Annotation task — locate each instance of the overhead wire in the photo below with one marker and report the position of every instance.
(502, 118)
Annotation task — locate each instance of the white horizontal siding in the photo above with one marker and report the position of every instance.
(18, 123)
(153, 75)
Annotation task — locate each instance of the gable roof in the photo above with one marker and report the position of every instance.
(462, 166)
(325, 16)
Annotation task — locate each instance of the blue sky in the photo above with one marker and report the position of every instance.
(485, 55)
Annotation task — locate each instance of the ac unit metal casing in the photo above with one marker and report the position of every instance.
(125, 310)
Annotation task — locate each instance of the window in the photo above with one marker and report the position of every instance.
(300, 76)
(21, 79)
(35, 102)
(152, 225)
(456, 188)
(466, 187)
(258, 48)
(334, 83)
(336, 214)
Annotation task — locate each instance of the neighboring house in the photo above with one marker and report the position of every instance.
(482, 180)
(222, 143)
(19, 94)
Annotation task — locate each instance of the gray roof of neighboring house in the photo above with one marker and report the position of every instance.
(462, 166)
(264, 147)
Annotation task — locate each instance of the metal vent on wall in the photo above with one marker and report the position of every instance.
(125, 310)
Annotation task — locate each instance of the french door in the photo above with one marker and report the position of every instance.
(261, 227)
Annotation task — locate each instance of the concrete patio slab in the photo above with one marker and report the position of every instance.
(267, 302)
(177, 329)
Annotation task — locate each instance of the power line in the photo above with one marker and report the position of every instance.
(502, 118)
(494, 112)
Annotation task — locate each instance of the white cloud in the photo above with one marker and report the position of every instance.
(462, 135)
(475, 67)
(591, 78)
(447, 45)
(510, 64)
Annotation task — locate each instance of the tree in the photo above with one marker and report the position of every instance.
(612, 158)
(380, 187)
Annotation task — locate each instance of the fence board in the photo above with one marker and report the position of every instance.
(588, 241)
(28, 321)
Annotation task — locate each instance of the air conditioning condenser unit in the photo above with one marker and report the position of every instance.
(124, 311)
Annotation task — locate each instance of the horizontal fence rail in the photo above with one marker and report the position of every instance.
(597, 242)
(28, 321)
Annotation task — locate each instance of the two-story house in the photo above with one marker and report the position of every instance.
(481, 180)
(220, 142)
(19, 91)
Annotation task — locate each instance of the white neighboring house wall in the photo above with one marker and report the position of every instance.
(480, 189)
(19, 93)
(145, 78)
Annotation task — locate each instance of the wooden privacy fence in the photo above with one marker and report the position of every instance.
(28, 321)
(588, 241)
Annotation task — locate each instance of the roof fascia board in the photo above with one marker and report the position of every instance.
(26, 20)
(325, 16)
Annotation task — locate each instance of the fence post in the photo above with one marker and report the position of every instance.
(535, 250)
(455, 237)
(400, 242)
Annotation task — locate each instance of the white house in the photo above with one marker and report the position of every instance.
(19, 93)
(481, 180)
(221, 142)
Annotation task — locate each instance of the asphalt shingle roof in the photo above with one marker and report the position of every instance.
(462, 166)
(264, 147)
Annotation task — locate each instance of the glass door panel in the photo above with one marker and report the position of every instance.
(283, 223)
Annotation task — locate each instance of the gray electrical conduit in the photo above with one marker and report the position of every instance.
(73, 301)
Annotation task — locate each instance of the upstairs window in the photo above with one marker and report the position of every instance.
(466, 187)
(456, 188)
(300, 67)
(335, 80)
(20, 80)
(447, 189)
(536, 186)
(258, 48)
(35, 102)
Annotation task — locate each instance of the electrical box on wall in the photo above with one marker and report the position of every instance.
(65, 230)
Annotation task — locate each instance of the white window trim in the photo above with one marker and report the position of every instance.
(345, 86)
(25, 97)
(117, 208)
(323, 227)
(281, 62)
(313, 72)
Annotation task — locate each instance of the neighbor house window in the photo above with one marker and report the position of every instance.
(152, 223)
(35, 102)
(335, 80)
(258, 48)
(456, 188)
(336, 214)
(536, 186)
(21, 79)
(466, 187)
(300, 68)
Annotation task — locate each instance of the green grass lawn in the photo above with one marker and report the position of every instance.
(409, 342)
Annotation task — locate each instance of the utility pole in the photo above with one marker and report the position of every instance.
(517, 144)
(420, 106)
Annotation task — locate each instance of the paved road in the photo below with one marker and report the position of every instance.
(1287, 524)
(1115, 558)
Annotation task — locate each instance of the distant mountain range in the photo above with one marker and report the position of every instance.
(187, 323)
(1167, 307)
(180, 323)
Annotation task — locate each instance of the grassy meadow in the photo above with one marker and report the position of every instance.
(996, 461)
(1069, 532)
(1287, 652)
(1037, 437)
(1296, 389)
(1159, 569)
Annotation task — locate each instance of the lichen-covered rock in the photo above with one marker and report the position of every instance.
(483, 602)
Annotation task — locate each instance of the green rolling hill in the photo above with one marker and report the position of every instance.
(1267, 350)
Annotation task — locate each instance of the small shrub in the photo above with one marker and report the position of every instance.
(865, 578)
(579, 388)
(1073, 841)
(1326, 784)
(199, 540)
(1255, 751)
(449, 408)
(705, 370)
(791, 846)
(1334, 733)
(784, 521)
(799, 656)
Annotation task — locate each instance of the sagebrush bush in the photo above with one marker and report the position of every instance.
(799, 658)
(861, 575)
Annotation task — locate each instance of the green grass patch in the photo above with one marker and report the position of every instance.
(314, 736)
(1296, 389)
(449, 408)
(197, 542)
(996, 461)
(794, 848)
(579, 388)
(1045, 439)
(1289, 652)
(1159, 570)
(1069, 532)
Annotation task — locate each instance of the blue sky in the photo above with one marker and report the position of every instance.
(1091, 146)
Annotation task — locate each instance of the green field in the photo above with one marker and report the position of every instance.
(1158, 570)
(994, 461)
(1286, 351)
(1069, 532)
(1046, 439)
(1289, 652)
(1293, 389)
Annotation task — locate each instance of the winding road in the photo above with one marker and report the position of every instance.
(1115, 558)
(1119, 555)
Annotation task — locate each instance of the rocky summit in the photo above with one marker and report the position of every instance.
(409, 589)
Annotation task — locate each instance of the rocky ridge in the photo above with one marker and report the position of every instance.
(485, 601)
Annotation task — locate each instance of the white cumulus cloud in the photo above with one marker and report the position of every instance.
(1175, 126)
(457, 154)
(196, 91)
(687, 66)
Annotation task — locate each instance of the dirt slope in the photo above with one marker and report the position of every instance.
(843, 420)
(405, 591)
--*--
> _TASK DIRECTIONS_: Reproduce all of the entries above word for word.

> _EXERCISE RESULT_:
Annotation task — locate each instance of the overhead wire in the photo below with one marker and report the position of every instance.
(502, 118)
Annotation task — locate each instance of the white horizontal siding in the photo above with one marker and report the position of every instance.
(18, 123)
(153, 75)
Annotation task — locate each instance of the gable roof in the photo above with one marker and report the position of every instance.
(462, 166)
(325, 16)
Annotation task — locate each instance of the blue sky in the photo above with one marker and report the position of every instance.
(485, 55)
Annotation task — locate each instance of the ac unit metal casing in the photo above with one marker and report the position of every instance.
(125, 310)
Annotation task — locate each instance of the window in the photo above with one marker and report the position of every instance.
(300, 76)
(21, 79)
(35, 102)
(152, 225)
(456, 188)
(466, 187)
(258, 48)
(334, 83)
(336, 214)
Annotation task — locate each instance of the neighboring house in the photo above with one marker and report the position of every instance.
(482, 180)
(222, 143)
(19, 94)
Annotation task — locate each instance of the gray roof of neighboring house in the photo above with one marker and report the position of every instance.
(462, 166)
(264, 147)
Annotation task — locate each instance of the metal vent on wall in the photo above with one marker and report the position of every instance.
(125, 310)
Annotation task — locate each instance of the french door in the photo above with one marker and report the position of every instance.
(261, 227)
Annotation task — locate each instance of the concrete patio slab in the photo above with one marker and report the position of every instance.
(267, 302)
(177, 329)
Annotation task — locate each instance of the power line in the photo above with one marker and report the position of every instance.
(502, 118)
(494, 112)
Annotation task — locate each instance of the white cloud in the photo above with one marker and report the position of every instance.
(462, 135)
(475, 67)
(591, 78)
(447, 45)
(510, 64)
Annotation task — locate each instance of the tree in the photo above with one marker and report the position of every instance.
(612, 158)
(380, 187)
Annotation task — locate each instance of the fence board in the photo above with one marker and report the position of every instance.
(588, 241)
(28, 321)
Annotation task — locate each instance of the air conditioning condenser unit in the photo above with one marker and report the position of every instance.
(124, 311)
Annotation task — locate each instance of the horizontal fence rail in the photo above with one marker and report the position of every instance.
(597, 242)
(28, 321)
Annotation task — locate each instance of the two-story house in the photo above with one marker and report the position of every instance.
(481, 180)
(220, 142)
(19, 91)
Annotation task — locate each instance of the white neighboring house wall in the photo above with one marker and report the position of every instance.
(480, 189)
(19, 93)
(145, 78)
Annotation task — locate each instance of the wooden privacy fence in the photo above with one marker and report the position of every instance.
(28, 321)
(588, 241)
Annotation task — locate each instance of the roof fascia board in the photo above with one marker and report the position of every instance.
(26, 20)
(325, 16)
Annotation task — locate each instance of the fence post in the photo above with one marker and report the position of every instance.
(535, 250)
(455, 237)
(400, 242)
Annotation task — locate each instance of the white house in the photo above with one marker and report the position of every instance.
(19, 93)
(481, 180)
(221, 142)
Annotation task — locate each instance of the asphalt shingle roof in the photo above with one marker and report the position of every instance.
(462, 166)
(264, 147)
Annotation task — locate each instance of the glass door panel in the photo above with one marker and report the position of every instance.
(283, 223)
Annotation task — locate each instance of the gray electrical conduit in the photo above with one marker and report the position of every instance.
(73, 301)
Annotation task — locate each instance of the upstairs window in the photo above with one marker and report the position of every instance.
(466, 187)
(456, 188)
(300, 67)
(335, 80)
(20, 80)
(447, 189)
(536, 186)
(258, 48)
(35, 102)
Annotation task — locate each instance of the electrical box on wall in the photo above with one marker and report the position of every instance.
(65, 230)
Annotation task — locate each instance of the white window trim in the photo above with one marker and report the position of every instance.
(345, 86)
(25, 97)
(117, 208)
(323, 227)
(281, 62)
(313, 72)
Annotation task — locate each instance of the neighbor house window in the photo above with one marker and report the position of every instance.
(152, 223)
(35, 102)
(335, 80)
(258, 48)
(456, 188)
(336, 214)
(536, 186)
(21, 79)
(466, 187)
(300, 68)
Annotation task — locate each instance of the green grass lawn in the photo above with one marker and report the position of every instance.
(409, 342)
Annotation task — locate each instance of the utility pole in the photo above with one marker and report the position of every instance.
(517, 144)
(420, 106)
Annotation task — locate each instance of the paved road in the photo below with one marker and report the position of every instance.
(1287, 524)
(1115, 558)
Annotation task — locate each instance of the distant mountain range in the photo above with one marker and report the position of every instance.
(187, 323)
(1167, 307)
(180, 323)
Annotation task — locate each instance of the grassy meadow in the photo above with one marker and report the position of every instance.
(996, 461)
(1069, 532)
(1287, 652)
(1037, 437)
(1296, 389)
(1159, 569)
Annotation task — locate each instance of the lichen-covered rock in the photo above with one marker and report the position of every instance.
(483, 602)
Annotation task — locate each instance of the green rolling hill in the photo above with one marker and report the position of every instance.
(1267, 350)
Annotation task — locate each instance of the small shrub in the photo above with one marker and report the position of every instance.
(865, 578)
(579, 388)
(1073, 841)
(1326, 784)
(199, 540)
(1255, 751)
(449, 408)
(705, 370)
(791, 846)
(1334, 733)
(784, 521)
(799, 656)
Annotation task — locate each instance of the sagebrush bush in the photo above with one marker and report the position of every instance.
(799, 658)
(861, 575)
Annotation task — locate each instance of the green grass patch in the photo above with one marker and report the position of every instance.
(314, 736)
(1296, 389)
(449, 408)
(197, 542)
(996, 461)
(794, 848)
(579, 388)
(1045, 439)
(1289, 652)
(1159, 570)
(1069, 532)
Annotation task — locate each instance of the blue sky in the photo above with one marker and report the position of every instance.
(1091, 146)
Annotation task — locate each instance of the green field in the photo above with one marker and report the position of every instance.
(1158, 570)
(994, 461)
(1286, 351)
(1069, 532)
(1046, 439)
(1289, 652)
(1293, 389)
Annotation task — locate each instance of the winding road in the photo above with one marker and report the position of every instance.
(1115, 558)
(1119, 555)
Annotation task — locate each instance of the rocky summit in the photo above with one marker and report the position of every instance.
(409, 589)
Annotation task — locate each instance of the rocky ridge in the photo above with one marker and report the position of every instance.
(485, 601)
Annotation task — locate each instance of the white cumulus cloud in the photo above with one marker and report the position of every instance.
(1175, 126)
(457, 154)
(196, 91)
(687, 66)
Annotation task — locate each instance of the dirt slope in the photo above with one marker and report the position of every instance.
(843, 420)
(405, 591)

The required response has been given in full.